(Supplied passage):

-.-.-

Buggery, cunnilingus and fellatio have all been illegal over the years. I assume you're a law-abiding citizen there, too. :ok:

Storminnorm
14th Sep 2011, 14:22
I must say that I DO regret having done 60 mph on an
empty, three lane road that had a 50 mph limit.
I am really ashamed of my rash behaviour.
If we all indulged in that sort of rash action Anarchy would
rule, and society would collapse.

SO SORRY.

Fellatio?? Illegal??

MagnusP
14th Sep 2011, 14:35
Yep, Norm, especially in several US states under sodomy laws, for some reason.

Checkboard
14th Sep 2011, 14:54
The current 70mph limit in the UK was introduced in response to the 1973 oil crisis, in order to reduce oil demand. Why is it still illegal?
According to BBC's Top Gear, and the quote below, the M1 (first section opened in 1959) was originally an open speed limit, just as the autobahns in Germany. When an AC Cobra hit 180 mph, though (in a test drive - nice bit of new tarmac :ok:) the limit was introduced.

Q: When was the 70 mph motorway speed limit introduced in Britain?

A: The 70 mph National Speed Limit was introduced as a temporary measure in December 1965. It is often blamed on Barbara Castle, but at the time the Minister of Transport was Tom Fraser.

The reason given was a spate of serious accidents in foggy conditions, but it is often claimed that the MoT had been alarmed by AC Cars testing their latest Cobra on the M1 at speeds up to 180 mph.

It was confirmed as a permanent limit in 1967, by which time Barbara Castle (a non-driver) had become Minister of Transport.There was surprisingly little debate at the time: the fact that the average family car of the time could only just exceed 70 mph perhaps had something to do with this.

It should be noted that this limit applied to all previously "derestricted" roads, not only motorways.

All rural roads in the Isle of Man (including most of the famous TT course) remain genuinely derestricted, as a matter of interest.

11Fan
14th Sep 2011, 15:14
Para.......Fellatio?? Illegal??

norm......Yep, Norm, especially in several US states under sodomy laws, for some reason.

Magnus..Sucks being American too.

-.-.-

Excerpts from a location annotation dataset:
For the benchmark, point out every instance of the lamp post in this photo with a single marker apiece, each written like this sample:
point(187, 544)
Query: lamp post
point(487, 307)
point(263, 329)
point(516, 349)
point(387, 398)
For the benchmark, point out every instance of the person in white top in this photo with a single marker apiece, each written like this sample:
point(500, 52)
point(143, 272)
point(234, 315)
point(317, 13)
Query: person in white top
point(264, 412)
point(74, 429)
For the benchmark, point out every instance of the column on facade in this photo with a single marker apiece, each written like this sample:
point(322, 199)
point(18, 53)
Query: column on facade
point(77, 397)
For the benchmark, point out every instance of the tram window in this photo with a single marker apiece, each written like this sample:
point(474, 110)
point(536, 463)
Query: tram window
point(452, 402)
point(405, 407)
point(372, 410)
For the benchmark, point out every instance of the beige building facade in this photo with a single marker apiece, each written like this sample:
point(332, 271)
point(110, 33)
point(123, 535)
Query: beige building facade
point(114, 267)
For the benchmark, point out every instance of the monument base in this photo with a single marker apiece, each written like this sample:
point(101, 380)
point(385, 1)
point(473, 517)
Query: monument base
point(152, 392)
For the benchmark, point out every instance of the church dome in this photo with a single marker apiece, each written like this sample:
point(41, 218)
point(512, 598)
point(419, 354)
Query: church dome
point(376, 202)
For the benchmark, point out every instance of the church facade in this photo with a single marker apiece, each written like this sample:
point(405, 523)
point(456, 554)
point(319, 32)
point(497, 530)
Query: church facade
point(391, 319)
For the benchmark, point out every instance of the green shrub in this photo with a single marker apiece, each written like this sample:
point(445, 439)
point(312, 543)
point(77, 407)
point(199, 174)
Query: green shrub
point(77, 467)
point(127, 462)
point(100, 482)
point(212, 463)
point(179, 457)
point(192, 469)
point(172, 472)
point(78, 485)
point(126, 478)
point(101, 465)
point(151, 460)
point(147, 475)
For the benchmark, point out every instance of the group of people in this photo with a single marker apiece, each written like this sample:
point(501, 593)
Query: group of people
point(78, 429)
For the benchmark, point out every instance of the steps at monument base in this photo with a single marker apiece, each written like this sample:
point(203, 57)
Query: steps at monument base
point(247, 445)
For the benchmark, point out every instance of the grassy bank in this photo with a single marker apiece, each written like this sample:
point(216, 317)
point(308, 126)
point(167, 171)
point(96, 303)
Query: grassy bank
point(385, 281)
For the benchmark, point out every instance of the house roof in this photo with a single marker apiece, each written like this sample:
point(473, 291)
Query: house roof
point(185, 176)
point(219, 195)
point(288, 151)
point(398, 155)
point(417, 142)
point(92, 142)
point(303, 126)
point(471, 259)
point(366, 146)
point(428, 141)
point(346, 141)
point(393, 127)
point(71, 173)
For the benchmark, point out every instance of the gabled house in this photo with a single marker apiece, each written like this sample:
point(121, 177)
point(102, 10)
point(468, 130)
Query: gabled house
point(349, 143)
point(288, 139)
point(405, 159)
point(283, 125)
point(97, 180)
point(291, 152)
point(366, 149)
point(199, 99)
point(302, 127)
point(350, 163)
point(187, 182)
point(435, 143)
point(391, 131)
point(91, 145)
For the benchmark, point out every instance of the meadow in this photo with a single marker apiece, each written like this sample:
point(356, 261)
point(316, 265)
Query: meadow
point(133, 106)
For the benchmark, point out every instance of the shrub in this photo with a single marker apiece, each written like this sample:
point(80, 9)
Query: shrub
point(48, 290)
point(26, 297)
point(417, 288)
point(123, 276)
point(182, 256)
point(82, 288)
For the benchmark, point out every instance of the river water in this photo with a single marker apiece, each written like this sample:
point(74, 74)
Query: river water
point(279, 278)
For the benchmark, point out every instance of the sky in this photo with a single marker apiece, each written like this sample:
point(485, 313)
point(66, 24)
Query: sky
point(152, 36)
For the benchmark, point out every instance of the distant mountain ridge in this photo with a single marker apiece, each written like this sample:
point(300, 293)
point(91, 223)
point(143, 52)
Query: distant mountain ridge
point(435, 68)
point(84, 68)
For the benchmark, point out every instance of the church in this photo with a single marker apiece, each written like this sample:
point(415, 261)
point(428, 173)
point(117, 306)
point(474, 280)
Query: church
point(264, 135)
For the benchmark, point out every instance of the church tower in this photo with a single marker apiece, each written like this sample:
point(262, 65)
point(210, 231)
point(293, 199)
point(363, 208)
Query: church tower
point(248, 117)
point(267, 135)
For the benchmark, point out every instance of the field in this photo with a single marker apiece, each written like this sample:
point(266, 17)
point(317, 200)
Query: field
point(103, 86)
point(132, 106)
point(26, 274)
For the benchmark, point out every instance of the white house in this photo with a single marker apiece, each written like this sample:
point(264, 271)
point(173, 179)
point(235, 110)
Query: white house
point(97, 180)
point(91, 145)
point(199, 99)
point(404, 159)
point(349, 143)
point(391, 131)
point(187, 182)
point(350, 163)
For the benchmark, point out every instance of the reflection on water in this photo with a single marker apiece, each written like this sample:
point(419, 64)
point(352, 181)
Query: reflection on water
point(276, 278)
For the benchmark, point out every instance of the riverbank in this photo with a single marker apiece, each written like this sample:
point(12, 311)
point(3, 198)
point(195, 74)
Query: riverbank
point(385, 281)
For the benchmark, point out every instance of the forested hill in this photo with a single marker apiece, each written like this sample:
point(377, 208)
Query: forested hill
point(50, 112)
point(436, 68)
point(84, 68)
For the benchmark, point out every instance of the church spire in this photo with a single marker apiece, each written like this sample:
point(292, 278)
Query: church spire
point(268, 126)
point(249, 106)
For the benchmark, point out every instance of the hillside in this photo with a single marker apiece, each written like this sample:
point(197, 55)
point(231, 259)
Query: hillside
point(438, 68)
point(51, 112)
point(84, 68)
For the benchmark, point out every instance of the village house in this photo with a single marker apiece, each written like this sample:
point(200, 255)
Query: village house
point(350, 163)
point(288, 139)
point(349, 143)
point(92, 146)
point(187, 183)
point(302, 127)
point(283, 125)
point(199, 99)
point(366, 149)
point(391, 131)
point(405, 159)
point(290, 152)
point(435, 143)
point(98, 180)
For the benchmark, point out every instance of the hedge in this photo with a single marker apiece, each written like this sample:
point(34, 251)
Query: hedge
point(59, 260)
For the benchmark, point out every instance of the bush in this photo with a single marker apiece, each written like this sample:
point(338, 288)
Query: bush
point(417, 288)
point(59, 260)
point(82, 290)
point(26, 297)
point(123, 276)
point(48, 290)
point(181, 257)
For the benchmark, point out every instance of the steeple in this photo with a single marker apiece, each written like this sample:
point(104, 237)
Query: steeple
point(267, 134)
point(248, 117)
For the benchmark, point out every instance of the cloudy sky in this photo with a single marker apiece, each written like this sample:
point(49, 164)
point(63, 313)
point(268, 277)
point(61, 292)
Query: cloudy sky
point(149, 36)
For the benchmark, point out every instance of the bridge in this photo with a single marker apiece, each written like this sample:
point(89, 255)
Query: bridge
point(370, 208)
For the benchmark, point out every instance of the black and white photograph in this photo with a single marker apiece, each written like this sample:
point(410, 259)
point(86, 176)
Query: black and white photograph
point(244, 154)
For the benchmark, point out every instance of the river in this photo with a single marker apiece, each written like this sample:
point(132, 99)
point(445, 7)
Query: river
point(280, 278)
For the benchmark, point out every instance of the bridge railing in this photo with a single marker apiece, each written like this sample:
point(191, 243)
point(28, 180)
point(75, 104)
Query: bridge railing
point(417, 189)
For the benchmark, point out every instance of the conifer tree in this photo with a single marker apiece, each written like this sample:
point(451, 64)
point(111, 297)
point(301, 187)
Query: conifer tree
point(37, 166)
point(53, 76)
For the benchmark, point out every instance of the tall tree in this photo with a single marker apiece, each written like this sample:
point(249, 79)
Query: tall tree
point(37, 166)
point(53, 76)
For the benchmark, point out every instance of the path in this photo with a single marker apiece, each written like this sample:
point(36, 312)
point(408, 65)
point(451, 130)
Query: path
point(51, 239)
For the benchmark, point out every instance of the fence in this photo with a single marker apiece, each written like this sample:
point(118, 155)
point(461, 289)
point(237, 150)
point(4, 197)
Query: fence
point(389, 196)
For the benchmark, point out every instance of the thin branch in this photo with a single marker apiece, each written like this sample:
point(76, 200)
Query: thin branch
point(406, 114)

-.-.-

(Task directions): Write the next part of the forum thread about speed limits, starting after its final post.

(Final result):
MagnusP
14th Sep 2011, 15:20
I love the way JB drifts from speed enforcement in France to nookie in a few short posts. I think MrsP and I will continue to commit criminal offences anyway, both behind the wheel and under the duvet! :p

42psi
14th Sep 2011, 15:29
Quote:
Originally Posted by MagnusP
The current 70mph limit in the UK was introduced in response to the 1973 oil crisis, in order to reduce oil demand. Why is it still illegal?



Suspect that's really a reference to the change of limit on single carriageway roads which took place at the time.

Prior to the oil crisis the limit in the UK for single carriageway roads was 70 mph (same as motorways).

During the oil crisis a temporary 50 mph limit was imposed to save fuel.

Afterwards instead of removing this it was simply increased to 60 mph and left.



What I'd like to understand is why some folks drive at 40mph regardless of the limit ... they go at 40 in a 30 ..... and then stay at 40 in a 50 ....... and again stay at 40 in a 60 ..... :confused:

Storminnorm
14th Sep 2011, 15:33
Thank goodness I was born British.

vulcanised
14th Sep 2011, 15:34
Probably don't know how to use the cruise control?

MagnusP
14th Sep 2011, 15:46
My bad regarding introduction of 70mph. It's just a guideline, anyway, isn't it?

Storminnorm
14th Sep 2011, 15:48
Nothing to do with that.
It's an AGE/SPEED ratio.
The younger you are, the faster you like to go.
At MY age i just enjoy slowing everyone else down.
Especially the youngsters.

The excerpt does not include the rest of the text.